:: Data to use ::
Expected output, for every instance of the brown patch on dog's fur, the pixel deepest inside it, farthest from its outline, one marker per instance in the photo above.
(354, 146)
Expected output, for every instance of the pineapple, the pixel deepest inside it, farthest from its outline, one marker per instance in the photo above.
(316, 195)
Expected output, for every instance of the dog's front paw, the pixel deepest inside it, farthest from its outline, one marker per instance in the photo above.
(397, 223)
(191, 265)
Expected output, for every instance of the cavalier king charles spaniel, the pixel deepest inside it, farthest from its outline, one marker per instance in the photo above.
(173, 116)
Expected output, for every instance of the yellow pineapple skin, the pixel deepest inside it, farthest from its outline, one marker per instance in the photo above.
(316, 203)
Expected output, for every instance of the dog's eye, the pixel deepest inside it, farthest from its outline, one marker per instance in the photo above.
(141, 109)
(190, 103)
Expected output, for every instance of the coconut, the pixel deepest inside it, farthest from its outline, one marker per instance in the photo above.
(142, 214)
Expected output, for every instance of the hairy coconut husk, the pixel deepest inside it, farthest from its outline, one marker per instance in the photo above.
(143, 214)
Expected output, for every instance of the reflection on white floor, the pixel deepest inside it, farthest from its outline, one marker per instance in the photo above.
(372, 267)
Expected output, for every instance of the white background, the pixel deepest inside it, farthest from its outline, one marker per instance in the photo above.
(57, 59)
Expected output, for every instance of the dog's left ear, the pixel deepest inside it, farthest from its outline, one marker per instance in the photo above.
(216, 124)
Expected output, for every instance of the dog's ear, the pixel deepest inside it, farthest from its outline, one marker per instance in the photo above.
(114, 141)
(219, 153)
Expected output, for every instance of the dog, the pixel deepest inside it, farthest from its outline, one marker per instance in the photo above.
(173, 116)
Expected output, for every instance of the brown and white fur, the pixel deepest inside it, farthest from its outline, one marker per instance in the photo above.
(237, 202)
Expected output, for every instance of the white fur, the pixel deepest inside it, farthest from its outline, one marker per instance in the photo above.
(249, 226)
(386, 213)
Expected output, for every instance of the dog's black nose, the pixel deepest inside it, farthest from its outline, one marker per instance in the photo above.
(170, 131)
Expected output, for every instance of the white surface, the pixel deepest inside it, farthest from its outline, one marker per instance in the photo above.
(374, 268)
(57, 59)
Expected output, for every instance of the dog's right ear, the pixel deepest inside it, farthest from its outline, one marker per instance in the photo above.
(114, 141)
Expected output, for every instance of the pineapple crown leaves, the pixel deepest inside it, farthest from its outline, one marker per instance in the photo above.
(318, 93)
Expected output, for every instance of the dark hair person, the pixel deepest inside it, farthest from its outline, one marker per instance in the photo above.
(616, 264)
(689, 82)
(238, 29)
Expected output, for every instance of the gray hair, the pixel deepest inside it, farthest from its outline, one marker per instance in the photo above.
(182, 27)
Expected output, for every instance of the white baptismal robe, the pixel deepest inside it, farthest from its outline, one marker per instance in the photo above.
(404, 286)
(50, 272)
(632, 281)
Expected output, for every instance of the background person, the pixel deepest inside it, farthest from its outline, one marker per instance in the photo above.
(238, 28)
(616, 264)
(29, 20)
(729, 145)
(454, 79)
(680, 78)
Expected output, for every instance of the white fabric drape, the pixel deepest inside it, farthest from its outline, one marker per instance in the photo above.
:::
### Work to be completed
What this exercise asks for is the data above, retyped exactly.

### Response
Expected output, for every instance of the brown patch on dog's fur, the pixel deepest inside it, farthest from its outline, one marker per instance in the photo above.
(354, 146)
Expected output, for every instance of the pineapple, the pixel deepest inside it, farthest from its outline, one marker per instance in the photo above.
(316, 195)
Expected output, for every instance of the dog's front paw, the pixel deepest inside it, farthest from its outline, one marker per instance in the photo above.
(397, 223)
(191, 265)
Expected output, for every instance of the cavalier king charles spaniel, the pixel deepest inside it, farthest from its outline, one marker per instance in the photo above.
(173, 116)
Expected output, for every instance of the yellow pineapple skin, the pixel deepest inside it, farthest from its outline, one marker per instance in the photo above.
(316, 203)
Expected output, for every instance of the dog's eye, the pixel deepest inside it, farthest from its outline, one marker per instance in the photo above.
(141, 109)
(190, 103)
Expected output, for every instance of the coconut, the pixel deepest inside it, farthest from its outline, one marker per instance in the photo above.
(142, 214)
Expected output, for every instance of the hairy coconut husk, the pixel deepest inside it, farthest from its outline, one marker per instance in the photo above.
(143, 214)
Expected output, for every instance of the reflection on white floor, the pixel deepest inside it, farthest from its outline, one marker per instance in the photo above.
(372, 267)
Expected output, for every instance of the white background, the pixel deepest inside it, farthest from its outline, one marker per instance in the photo above.
(57, 59)
Expected output, for every instance of the dog's left ear, the pixel deepest inside it, farthest from its outline, one marker per instance in the photo above.
(216, 124)
Expected output, for every instance of the dog's ear, the pixel deepest inside it, farthest from its outline, one marker per instance in the photo above.
(114, 141)
(219, 153)
Expected output, for every instance of the dog, the pixel deepest inside it, farthest from its outline, one marker per instance in the photo above.
(173, 116)
Expected output, for every instance of the brown and white fur, the pixel deepest inside it, farthest from its outline, one marker per instance in the photo above.
(237, 202)
Expected output, for every instance of the white fur, the pixel deepest inside it, farthest from its outline, one marker per instance in the photo above.
(249, 226)
(386, 213)
Expected output, for every instance of the dog's black nose, the pixel deepest inside it, farthest from its outline, one marker per instance in the photo above.
(170, 131)
Expected output, for every instance of the white surface, the pixel deepest inside it, farthest from its outline, one marker per instance in the photo above.
(374, 268)
(57, 59)
Expected output, for every instance of the dog's right ear, the pixel deepest inside it, farthest from its outline, one marker per instance in the photo above.
(114, 141)
Expected output, for every instance of the pineapple crown leaves, the pixel deepest inside it, farthest from its outline, one marker per instance in the photo above.
(318, 93)
Expected output, for every instance of the dark hair person, the pixel deepest inside it, farthest from its outline, one marker per instance in the photo above.
(616, 264)
(689, 82)
(238, 29)
Expected output, for every instance of the gray hair, the pixel deepest inside it, farthest from its outline, one marker per instance in the photo above.
(182, 27)
Expected output, for every instance of the white baptismal robe, the pixel deepest inside it, farthest from its outline, one marker per instance in the photo above.
(404, 286)
(50, 272)
(632, 281)
Expected output, for every instance of the background person, the pixel deepest inside it, farthest from its outline, one marker per instance in the photo above.
(238, 28)
(616, 264)
(29, 20)
(729, 145)
(454, 79)
(680, 78)
Expected output, for every instance of the white fabric drape, the pixel deepest inside it, farthest from its outline, one marker per instance in the photo above.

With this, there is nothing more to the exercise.